* begin RECORDS FOR THIS EXERCISE *

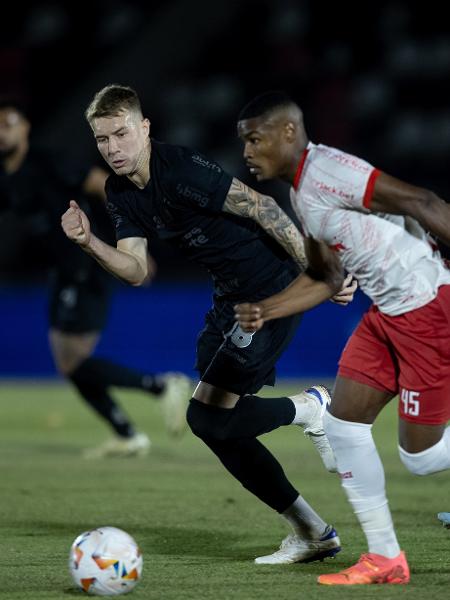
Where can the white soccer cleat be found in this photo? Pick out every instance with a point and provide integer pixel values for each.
(137, 445)
(295, 549)
(320, 396)
(175, 400)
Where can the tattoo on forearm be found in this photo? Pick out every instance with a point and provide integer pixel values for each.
(245, 202)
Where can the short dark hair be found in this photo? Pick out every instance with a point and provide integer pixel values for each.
(264, 103)
(110, 100)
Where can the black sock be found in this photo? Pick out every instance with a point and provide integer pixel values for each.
(109, 373)
(257, 470)
(252, 416)
(231, 435)
(98, 398)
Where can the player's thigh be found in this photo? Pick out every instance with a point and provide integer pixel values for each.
(244, 362)
(357, 402)
(71, 349)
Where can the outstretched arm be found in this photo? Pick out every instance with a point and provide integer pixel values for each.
(127, 262)
(321, 281)
(396, 197)
(246, 202)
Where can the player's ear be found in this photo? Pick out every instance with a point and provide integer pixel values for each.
(290, 131)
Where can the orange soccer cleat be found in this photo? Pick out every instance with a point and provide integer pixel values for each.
(371, 568)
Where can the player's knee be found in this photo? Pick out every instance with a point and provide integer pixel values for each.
(428, 461)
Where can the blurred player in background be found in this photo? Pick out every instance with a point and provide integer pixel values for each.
(377, 226)
(35, 185)
(249, 246)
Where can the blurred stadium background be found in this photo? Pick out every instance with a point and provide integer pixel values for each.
(372, 79)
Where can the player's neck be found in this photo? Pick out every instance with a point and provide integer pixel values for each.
(289, 174)
(140, 176)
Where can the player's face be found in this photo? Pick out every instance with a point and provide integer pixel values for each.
(13, 130)
(121, 140)
(263, 147)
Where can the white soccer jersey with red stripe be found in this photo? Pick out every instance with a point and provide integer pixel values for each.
(389, 255)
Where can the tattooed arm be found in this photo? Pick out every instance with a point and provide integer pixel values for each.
(245, 202)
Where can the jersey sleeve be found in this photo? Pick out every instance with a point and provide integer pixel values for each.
(198, 182)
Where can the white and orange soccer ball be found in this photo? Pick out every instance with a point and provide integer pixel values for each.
(105, 562)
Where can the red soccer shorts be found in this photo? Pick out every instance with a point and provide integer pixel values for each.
(407, 355)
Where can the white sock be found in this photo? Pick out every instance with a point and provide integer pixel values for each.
(362, 477)
(305, 409)
(304, 520)
(431, 460)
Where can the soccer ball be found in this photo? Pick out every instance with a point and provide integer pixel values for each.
(105, 562)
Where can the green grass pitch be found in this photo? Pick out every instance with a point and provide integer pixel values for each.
(198, 529)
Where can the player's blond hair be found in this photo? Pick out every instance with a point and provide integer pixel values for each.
(111, 101)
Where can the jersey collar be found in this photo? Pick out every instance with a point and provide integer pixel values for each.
(299, 171)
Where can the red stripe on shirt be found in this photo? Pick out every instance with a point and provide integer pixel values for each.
(369, 188)
(301, 164)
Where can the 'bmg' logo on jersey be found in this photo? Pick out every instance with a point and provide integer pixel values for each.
(192, 194)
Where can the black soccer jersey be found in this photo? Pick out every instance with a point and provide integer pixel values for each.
(182, 204)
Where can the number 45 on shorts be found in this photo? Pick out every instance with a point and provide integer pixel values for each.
(411, 405)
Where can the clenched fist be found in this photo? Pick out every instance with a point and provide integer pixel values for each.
(76, 225)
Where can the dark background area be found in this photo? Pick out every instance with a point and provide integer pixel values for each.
(372, 79)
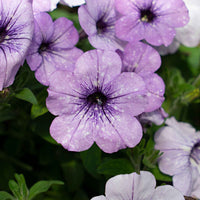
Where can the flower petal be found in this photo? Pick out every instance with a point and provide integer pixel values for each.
(100, 66)
(74, 133)
(117, 131)
(167, 192)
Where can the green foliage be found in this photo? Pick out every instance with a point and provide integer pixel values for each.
(21, 192)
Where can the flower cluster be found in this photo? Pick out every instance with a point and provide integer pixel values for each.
(107, 94)
(180, 144)
(138, 186)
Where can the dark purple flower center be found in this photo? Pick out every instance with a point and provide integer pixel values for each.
(97, 98)
(3, 34)
(101, 26)
(195, 153)
(43, 47)
(146, 15)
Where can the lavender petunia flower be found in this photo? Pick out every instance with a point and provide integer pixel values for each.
(44, 5)
(138, 187)
(152, 20)
(181, 158)
(96, 103)
(97, 18)
(16, 31)
(52, 47)
(72, 3)
(145, 60)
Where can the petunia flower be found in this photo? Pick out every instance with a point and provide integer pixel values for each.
(16, 32)
(137, 187)
(180, 144)
(72, 3)
(145, 60)
(44, 5)
(152, 20)
(52, 47)
(97, 18)
(96, 103)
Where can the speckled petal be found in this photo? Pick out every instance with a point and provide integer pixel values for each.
(129, 28)
(131, 186)
(183, 181)
(117, 131)
(155, 94)
(100, 66)
(18, 17)
(65, 34)
(64, 98)
(73, 132)
(86, 21)
(167, 192)
(128, 93)
(159, 34)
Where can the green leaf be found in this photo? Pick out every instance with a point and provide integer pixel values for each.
(6, 196)
(74, 174)
(42, 186)
(22, 186)
(115, 166)
(27, 95)
(91, 160)
(14, 187)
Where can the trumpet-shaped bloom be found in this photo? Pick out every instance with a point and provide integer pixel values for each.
(44, 5)
(52, 47)
(16, 31)
(152, 20)
(138, 187)
(181, 158)
(96, 103)
(144, 60)
(72, 3)
(97, 18)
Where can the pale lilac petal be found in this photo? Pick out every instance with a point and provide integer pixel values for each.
(189, 35)
(180, 136)
(65, 34)
(64, 98)
(140, 58)
(156, 89)
(171, 15)
(95, 8)
(171, 49)
(87, 22)
(131, 186)
(74, 133)
(167, 192)
(183, 182)
(120, 187)
(144, 185)
(17, 17)
(113, 135)
(129, 93)
(45, 26)
(129, 28)
(124, 6)
(100, 66)
(160, 34)
(109, 42)
(44, 5)
(99, 198)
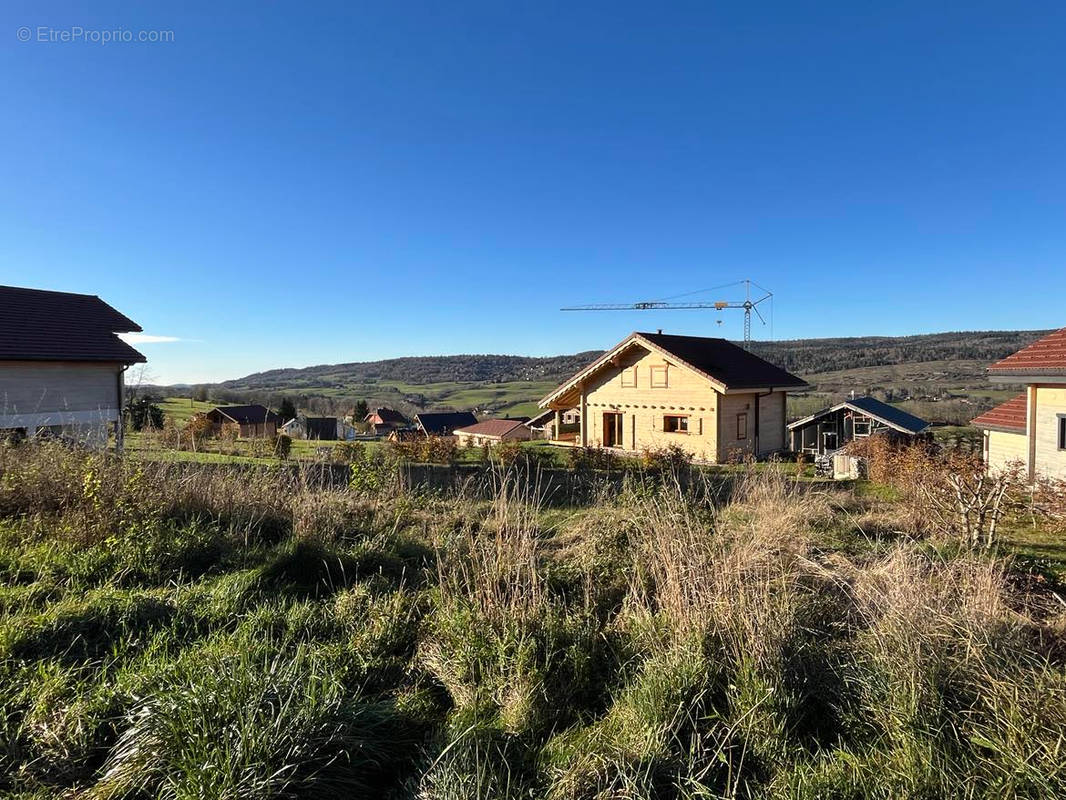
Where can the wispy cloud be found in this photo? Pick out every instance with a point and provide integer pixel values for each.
(135, 338)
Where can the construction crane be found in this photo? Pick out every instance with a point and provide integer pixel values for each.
(648, 305)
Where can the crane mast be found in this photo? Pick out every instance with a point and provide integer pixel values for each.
(747, 305)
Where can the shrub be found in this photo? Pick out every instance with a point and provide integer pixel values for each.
(349, 452)
(669, 459)
(283, 446)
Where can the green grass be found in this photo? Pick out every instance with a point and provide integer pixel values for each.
(179, 409)
(217, 634)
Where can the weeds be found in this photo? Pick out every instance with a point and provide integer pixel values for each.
(168, 632)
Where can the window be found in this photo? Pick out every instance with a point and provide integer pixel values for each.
(675, 424)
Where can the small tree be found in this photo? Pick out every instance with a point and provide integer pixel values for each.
(142, 413)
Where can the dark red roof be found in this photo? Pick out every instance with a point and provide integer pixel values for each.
(1044, 355)
(1008, 416)
(244, 414)
(387, 416)
(491, 427)
(442, 422)
(57, 325)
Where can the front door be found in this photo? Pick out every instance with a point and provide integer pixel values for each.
(612, 429)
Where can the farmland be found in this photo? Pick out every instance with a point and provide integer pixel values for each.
(173, 632)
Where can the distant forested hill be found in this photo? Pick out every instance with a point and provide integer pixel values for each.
(931, 369)
(420, 370)
(802, 356)
(811, 356)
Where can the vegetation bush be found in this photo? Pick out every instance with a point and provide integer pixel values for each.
(177, 632)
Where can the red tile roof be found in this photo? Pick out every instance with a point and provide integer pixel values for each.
(1044, 355)
(1008, 416)
(491, 428)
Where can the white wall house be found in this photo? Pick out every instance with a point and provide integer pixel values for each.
(62, 365)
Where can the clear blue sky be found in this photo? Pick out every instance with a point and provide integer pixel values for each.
(281, 186)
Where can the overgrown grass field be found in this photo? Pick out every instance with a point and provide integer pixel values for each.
(170, 630)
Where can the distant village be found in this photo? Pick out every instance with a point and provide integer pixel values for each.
(63, 367)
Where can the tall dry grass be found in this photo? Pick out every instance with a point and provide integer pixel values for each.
(668, 640)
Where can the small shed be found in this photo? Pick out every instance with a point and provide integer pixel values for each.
(443, 424)
(383, 421)
(253, 421)
(860, 417)
(493, 432)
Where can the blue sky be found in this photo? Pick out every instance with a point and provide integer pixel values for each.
(285, 185)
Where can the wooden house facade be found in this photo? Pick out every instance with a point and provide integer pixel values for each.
(708, 396)
(62, 366)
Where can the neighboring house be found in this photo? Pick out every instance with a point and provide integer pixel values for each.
(443, 424)
(710, 397)
(493, 432)
(253, 421)
(543, 426)
(1030, 429)
(859, 417)
(383, 421)
(324, 429)
(62, 366)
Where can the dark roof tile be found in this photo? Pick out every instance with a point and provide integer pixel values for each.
(725, 362)
(58, 325)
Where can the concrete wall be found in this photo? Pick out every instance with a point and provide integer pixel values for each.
(1048, 459)
(31, 387)
(73, 399)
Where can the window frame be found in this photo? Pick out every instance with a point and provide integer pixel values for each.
(682, 420)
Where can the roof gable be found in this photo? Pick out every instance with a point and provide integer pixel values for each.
(725, 365)
(491, 427)
(1010, 416)
(386, 416)
(442, 422)
(57, 325)
(246, 414)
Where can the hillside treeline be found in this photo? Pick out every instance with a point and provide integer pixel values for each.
(421, 370)
(811, 356)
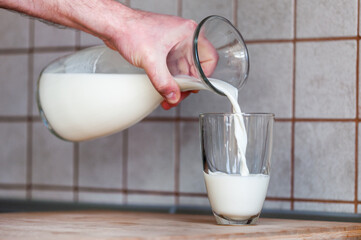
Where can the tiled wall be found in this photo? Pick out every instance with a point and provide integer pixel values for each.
(304, 68)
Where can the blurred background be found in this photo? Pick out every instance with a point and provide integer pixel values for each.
(304, 58)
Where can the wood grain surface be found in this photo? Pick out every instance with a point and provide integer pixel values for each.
(100, 225)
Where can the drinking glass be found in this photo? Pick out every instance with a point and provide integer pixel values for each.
(236, 190)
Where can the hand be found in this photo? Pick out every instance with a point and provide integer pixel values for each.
(150, 39)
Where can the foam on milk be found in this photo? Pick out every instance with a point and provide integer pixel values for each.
(234, 196)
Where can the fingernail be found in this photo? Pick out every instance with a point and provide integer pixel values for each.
(171, 98)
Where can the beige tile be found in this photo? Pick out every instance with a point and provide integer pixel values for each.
(87, 39)
(280, 182)
(100, 162)
(277, 205)
(100, 197)
(325, 160)
(191, 170)
(47, 35)
(52, 158)
(53, 196)
(13, 153)
(13, 84)
(204, 102)
(149, 199)
(12, 194)
(272, 19)
(157, 6)
(324, 207)
(14, 30)
(198, 10)
(326, 18)
(151, 156)
(194, 201)
(269, 87)
(326, 80)
(41, 60)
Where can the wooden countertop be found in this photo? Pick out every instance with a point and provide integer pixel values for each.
(84, 225)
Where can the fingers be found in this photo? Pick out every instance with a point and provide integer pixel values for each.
(208, 56)
(163, 81)
(165, 105)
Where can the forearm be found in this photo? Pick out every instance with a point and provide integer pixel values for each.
(98, 17)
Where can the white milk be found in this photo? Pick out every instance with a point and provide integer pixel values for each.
(234, 196)
(85, 106)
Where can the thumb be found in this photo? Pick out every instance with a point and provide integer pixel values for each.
(163, 81)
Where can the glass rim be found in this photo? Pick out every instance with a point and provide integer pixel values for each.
(269, 115)
(196, 54)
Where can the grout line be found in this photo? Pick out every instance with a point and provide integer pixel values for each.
(325, 39)
(179, 8)
(177, 142)
(357, 106)
(235, 13)
(36, 50)
(29, 119)
(77, 40)
(76, 171)
(186, 119)
(125, 155)
(293, 105)
(256, 41)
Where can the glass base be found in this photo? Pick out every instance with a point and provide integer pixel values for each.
(226, 221)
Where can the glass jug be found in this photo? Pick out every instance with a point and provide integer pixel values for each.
(95, 92)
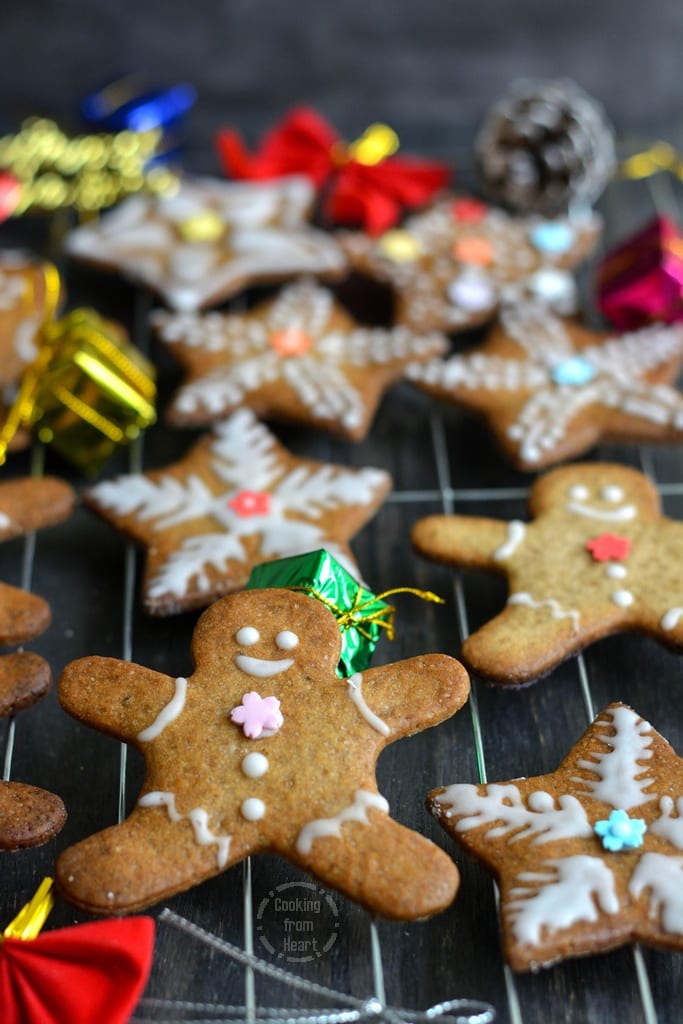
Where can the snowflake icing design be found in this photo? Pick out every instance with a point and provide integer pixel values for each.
(242, 459)
(623, 766)
(211, 239)
(457, 269)
(546, 387)
(300, 341)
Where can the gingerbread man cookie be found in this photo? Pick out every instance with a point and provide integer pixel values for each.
(550, 388)
(589, 857)
(298, 356)
(263, 749)
(453, 265)
(211, 240)
(237, 500)
(597, 558)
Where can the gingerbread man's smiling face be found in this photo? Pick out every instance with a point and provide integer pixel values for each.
(604, 492)
(263, 634)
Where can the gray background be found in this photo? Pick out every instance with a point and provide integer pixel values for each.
(428, 67)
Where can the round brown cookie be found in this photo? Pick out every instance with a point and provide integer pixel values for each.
(237, 500)
(211, 240)
(597, 558)
(31, 503)
(29, 816)
(25, 678)
(589, 857)
(263, 749)
(550, 388)
(298, 356)
(453, 265)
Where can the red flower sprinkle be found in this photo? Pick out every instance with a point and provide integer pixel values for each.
(248, 503)
(608, 546)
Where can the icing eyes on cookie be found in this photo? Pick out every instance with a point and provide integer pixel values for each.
(611, 493)
(287, 640)
(247, 636)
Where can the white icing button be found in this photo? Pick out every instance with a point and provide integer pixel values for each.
(255, 765)
(247, 636)
(287, 640)
(253, 809)
(472, 293)
(611, 494)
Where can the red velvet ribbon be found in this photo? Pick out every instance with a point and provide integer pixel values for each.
(81, 975)
(303, 142)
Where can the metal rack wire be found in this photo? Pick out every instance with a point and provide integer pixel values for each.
(515, 999)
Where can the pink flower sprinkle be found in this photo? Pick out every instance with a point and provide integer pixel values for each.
(257, 715)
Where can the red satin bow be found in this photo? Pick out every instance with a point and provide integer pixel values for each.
(374, 195)
(79, 975)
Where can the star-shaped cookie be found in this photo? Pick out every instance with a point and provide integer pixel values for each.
(563, 592)
(550, 388)
(26, 505)
(237, 500)
(453, 265)
(28, 294)
(211, 240)
(297, 356)
(589, 857)
(263, 749)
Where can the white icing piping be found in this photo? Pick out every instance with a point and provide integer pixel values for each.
(354, 684)
(261, 667)
(671, 617)
(624, 514)
(199, 819)
(167, 714)
(516, 532)
(667, 825)
(324, 827)
(557, 612)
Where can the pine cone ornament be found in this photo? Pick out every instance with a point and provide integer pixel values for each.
(544, 144)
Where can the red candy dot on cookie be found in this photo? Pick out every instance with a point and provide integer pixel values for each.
(608, 546)
(248, 503)
(474, 250)
(292, 341)
(468, 211)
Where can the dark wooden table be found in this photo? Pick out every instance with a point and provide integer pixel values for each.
(441, 461)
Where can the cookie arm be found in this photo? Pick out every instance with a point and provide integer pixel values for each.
(414, 694)
(467, 541)
(118, 697)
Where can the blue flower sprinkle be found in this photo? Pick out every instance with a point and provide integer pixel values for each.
(621, 833)
(552, 237)
(574, 370)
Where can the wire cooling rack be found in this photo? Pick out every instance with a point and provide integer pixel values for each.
(441, 460)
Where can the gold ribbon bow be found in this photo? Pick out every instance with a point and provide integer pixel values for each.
(382, 617)
(88, 389)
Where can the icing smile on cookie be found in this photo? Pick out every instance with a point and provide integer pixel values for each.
(579, 494)
(262, 667)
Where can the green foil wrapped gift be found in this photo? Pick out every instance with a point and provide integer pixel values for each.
(361, 614)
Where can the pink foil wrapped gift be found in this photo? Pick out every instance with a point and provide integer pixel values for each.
(642, 281)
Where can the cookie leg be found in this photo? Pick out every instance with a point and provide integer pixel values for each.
(146, 858)
(391, 870)
(524, 642)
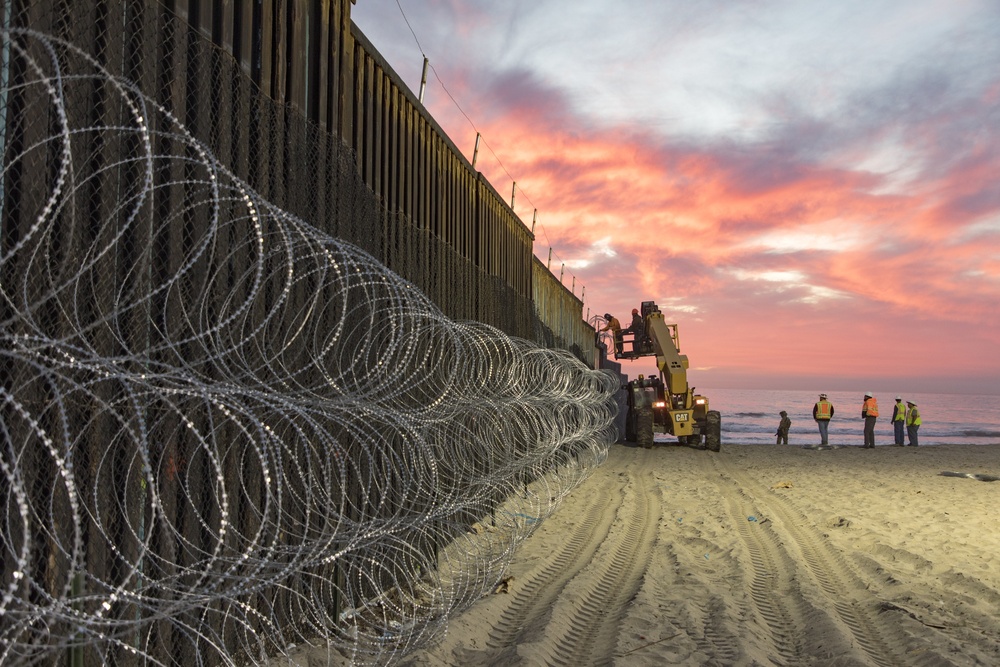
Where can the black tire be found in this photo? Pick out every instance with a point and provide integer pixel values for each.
(713, 430)
(630, 426)
(644, 428)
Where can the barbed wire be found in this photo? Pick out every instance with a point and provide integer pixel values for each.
(265, 441)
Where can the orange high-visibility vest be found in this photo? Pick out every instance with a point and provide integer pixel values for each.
(871, 407)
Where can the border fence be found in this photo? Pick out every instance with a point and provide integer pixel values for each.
(202, 464)
(287, 94)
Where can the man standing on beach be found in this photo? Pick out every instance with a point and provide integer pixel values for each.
(869, 412)
(823, 413)
(783, 427)
(898, 419)
(912, 422)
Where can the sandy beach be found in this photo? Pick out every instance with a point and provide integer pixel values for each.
(757, 555)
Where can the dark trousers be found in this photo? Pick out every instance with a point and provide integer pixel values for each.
(870, 431)
(824, 430)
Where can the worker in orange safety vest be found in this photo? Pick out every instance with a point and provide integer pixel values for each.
(823, 413)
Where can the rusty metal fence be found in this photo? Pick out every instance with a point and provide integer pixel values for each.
(186, 359)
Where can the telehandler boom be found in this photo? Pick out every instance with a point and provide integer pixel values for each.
(666, 404)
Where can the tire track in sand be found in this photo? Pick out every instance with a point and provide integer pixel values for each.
(585, 634)
(844, 588)
(538, 590)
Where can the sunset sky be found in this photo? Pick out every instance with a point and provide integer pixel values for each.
(811, 190)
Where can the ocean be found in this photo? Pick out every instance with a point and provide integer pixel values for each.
(750, 417)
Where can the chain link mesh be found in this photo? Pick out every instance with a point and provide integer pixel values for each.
(226, 431)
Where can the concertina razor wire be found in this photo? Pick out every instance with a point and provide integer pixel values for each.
(266, 439)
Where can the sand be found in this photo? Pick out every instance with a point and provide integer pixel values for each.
(757, 555)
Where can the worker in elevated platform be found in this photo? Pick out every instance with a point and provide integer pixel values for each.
(615, 327)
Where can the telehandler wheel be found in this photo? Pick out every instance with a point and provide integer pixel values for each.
(713, 430)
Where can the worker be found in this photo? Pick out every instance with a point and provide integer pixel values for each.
(783, 427)
(616, 331)
(912, 422)
(869, 412)
(898, 420)
(636, 329)
(823, 413)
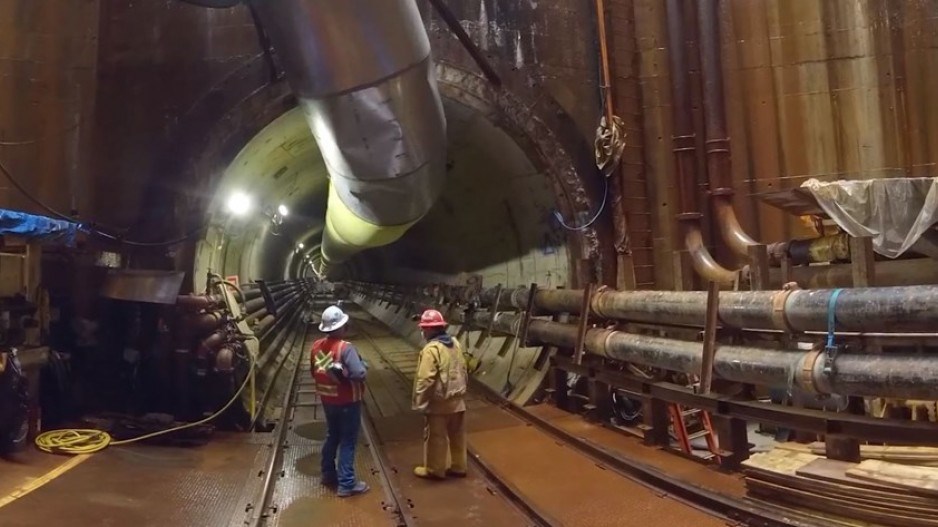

* end RECORDS FOR THIS EXERCISE *

GIVEN EXERCISE:
Count the lines of the records above that contain the string "grass", treating uppercase and lowercase as different. Give only the number.

THE COMPLETED TASK:
4